▶ [The problem]: Render the entries from the line containing "We need ground-truth boxes for horse mouth" through the line containing "[109,165,159,193]", both included, as a Markdown table with the columns Row and Line. Skip blank lines, and give each remaining line its own numbered row.

▶ [Material to process]:
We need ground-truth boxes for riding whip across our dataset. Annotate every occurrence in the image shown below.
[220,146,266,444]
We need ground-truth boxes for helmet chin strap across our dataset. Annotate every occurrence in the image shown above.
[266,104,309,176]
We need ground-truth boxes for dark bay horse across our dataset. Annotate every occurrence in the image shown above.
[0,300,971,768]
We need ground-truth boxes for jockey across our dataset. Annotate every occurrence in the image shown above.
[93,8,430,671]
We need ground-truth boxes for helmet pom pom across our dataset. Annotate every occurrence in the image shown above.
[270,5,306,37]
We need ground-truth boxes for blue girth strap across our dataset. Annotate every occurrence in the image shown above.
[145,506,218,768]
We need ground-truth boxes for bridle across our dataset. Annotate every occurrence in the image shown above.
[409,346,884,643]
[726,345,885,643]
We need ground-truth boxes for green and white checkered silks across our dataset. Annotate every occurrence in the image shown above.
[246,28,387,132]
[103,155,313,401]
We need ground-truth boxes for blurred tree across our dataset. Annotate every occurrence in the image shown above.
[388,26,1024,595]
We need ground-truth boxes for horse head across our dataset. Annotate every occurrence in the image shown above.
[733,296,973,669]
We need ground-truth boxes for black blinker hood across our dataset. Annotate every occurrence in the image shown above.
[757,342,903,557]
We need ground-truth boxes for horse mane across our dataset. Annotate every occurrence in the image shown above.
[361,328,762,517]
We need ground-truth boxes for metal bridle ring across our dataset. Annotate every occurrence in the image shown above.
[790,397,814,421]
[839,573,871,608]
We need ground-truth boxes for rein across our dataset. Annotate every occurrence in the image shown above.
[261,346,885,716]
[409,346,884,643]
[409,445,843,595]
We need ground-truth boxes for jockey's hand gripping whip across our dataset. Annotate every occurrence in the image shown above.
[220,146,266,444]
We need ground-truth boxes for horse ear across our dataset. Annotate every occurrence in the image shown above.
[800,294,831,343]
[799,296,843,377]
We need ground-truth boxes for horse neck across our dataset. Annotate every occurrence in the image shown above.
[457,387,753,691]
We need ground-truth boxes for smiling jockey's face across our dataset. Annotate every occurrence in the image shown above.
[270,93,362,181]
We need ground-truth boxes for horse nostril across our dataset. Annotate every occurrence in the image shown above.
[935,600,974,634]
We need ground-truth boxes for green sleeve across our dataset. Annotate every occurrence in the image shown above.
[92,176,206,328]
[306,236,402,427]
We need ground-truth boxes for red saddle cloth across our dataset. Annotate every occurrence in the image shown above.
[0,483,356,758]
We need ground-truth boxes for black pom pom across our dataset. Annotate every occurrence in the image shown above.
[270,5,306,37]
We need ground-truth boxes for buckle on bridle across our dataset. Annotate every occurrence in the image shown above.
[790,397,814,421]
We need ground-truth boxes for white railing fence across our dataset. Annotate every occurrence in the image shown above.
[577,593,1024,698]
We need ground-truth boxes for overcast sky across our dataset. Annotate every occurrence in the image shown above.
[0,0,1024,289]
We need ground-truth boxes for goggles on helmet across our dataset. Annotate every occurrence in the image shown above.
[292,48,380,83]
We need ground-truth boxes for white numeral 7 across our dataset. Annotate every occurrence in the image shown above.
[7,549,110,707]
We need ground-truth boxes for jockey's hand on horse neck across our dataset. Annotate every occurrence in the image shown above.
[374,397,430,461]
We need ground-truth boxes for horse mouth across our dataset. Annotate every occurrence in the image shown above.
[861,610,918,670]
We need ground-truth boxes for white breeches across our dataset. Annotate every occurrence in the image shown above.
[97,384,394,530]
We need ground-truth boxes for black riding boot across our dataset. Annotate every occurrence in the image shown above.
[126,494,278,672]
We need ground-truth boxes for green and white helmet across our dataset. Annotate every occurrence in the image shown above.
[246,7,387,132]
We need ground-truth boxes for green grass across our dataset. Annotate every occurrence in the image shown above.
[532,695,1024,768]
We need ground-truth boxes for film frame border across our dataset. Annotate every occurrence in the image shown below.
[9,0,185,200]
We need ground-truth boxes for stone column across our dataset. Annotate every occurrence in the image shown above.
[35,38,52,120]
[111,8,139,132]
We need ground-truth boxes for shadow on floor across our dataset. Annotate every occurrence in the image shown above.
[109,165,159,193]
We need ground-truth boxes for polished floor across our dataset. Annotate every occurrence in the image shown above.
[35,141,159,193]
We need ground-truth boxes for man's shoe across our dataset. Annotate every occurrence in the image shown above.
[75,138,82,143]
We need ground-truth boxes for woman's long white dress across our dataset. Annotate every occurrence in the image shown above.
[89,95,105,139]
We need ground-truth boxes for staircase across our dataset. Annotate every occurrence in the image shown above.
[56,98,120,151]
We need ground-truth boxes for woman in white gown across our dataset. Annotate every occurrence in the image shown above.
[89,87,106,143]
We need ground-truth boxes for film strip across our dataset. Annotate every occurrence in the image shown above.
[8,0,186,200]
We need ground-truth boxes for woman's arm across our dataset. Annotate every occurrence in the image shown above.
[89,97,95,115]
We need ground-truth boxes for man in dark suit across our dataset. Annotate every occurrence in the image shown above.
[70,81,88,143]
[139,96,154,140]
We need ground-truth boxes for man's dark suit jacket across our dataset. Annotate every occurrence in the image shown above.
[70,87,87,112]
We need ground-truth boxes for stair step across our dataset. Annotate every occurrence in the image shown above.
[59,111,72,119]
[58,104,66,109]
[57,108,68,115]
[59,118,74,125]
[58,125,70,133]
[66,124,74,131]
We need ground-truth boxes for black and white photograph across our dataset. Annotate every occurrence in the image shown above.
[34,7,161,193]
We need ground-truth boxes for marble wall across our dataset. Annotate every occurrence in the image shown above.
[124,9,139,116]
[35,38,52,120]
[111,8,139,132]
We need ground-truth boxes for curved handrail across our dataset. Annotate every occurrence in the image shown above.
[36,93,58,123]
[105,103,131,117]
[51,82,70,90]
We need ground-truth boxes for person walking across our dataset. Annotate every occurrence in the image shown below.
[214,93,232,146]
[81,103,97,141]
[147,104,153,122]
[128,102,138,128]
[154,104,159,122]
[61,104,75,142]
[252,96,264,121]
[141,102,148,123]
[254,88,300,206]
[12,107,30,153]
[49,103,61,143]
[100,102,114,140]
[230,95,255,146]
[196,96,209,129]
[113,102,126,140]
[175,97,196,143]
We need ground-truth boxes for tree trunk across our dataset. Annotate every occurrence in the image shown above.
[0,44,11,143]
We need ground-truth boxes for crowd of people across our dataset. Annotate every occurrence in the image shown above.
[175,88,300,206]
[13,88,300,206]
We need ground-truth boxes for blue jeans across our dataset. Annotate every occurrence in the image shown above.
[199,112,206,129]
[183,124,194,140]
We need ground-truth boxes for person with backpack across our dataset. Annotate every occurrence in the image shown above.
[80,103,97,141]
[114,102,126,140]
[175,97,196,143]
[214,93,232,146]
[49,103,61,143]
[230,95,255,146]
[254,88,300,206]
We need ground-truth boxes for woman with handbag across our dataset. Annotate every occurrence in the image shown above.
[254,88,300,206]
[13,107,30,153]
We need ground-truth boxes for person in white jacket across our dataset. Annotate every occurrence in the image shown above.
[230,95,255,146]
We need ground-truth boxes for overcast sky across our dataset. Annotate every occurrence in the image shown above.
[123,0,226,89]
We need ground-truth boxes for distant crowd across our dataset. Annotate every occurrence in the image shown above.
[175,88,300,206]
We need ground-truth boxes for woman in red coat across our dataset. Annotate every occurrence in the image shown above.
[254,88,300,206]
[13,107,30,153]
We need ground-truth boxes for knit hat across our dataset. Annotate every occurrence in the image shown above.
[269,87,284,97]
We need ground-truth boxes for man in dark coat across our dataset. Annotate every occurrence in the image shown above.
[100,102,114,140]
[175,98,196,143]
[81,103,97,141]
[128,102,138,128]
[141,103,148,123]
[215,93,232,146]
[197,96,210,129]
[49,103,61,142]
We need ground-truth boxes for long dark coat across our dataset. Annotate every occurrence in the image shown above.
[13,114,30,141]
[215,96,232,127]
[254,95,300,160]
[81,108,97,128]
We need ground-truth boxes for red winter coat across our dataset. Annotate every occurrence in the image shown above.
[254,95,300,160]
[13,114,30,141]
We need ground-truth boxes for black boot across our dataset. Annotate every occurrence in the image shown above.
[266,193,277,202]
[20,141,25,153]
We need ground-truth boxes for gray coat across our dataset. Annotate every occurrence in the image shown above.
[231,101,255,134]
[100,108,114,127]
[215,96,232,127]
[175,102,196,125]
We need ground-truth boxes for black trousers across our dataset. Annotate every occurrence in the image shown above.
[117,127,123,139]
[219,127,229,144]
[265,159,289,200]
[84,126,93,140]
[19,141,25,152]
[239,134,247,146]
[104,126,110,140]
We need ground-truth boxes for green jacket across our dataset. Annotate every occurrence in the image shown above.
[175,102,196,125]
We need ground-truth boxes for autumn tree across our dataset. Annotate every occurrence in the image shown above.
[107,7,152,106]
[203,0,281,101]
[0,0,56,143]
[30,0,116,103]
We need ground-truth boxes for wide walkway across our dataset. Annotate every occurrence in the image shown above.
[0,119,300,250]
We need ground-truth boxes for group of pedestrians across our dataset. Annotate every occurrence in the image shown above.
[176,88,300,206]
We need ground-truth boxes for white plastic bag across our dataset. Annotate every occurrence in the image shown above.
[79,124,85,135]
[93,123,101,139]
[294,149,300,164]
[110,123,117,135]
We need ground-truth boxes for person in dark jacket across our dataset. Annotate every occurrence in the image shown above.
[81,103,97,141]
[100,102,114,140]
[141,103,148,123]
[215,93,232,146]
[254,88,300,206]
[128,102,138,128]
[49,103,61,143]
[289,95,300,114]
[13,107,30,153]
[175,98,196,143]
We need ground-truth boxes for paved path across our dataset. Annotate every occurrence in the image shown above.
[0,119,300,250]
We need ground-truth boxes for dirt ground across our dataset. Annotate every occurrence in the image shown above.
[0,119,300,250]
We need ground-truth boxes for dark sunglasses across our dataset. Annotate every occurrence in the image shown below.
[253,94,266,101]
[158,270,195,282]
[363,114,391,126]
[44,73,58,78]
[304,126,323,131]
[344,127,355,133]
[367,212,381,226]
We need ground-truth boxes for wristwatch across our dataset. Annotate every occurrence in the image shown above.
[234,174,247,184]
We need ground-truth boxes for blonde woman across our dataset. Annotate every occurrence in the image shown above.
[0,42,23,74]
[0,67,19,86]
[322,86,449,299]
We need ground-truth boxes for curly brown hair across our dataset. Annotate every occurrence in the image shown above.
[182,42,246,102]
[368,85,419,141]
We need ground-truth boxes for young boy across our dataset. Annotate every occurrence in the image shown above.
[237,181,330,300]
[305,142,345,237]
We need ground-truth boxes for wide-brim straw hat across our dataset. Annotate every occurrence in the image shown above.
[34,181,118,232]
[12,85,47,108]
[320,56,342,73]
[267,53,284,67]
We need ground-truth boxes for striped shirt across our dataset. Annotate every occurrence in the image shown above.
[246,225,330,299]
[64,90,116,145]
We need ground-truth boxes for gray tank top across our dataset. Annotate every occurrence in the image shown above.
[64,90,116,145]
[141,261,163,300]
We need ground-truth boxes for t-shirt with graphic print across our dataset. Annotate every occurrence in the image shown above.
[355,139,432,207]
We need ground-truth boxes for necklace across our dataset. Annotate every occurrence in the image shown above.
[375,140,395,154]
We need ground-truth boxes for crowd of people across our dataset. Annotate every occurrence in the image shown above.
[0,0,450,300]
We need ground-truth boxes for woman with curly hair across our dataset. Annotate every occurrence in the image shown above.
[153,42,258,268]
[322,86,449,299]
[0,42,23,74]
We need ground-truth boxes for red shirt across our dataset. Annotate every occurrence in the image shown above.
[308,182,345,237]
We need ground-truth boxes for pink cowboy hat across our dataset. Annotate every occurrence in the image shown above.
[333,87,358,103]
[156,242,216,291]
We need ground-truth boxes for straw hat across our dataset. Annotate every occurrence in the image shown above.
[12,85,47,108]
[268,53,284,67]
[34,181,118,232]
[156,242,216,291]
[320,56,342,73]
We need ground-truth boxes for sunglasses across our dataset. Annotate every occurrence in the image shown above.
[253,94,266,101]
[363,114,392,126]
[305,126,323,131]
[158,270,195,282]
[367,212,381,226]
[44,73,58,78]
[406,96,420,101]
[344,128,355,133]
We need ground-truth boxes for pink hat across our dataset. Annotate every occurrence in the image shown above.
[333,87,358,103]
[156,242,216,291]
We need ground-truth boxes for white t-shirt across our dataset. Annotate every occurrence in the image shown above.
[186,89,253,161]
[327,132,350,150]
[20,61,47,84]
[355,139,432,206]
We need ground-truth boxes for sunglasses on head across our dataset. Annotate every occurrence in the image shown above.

▶ [Result of the exercise]:
| Row | Line |
|---|---|
| 1 | We need ground-truth boxes for horse mouth across our dataset. Annotate every occurrence in the image shown above. |
| 2 | [861,610,918,670] |
| 3 | We need ground-truth boxes for white breeches across our dataset. Annotate every occurrence in the image shown above. |
| 4 | [97,384,394,530] |
| 5 | We need ground-truth boxes for black riding boot across our dataset. Annotate every occurrence in the image shown above. |
| 6 | [126,494,278,672] |
| 7 | We need ground-truth boxes for green and white helmet across our dataset. Annotate every occurrence in the image shown above. |
| 8 | [246,7,387,132] |
| 9 | We need ground-truth boxes for green grass across our dataset. Annotate every occurrence in the image shown above. |
| 10 | [532,695,1024,768] |
| 11 | We need ground-truth boxes for film frame border across our dataset. Annotate every occurrence in the image shown below. |
| 12 | [9,0,185,200] |
| 13 | We need ground-truth boxes for stone column across our dataset. Annotate every occurrence in the image shown above. |
| 14 | [35,38,52,120] |
| 15 | [111,8,139,132] |
| 16 | We need ground-truth boxes for shadow on floor across our dataset. Annotate every occurrence in the image shown above. |
| 17 | [109,165,159,193] |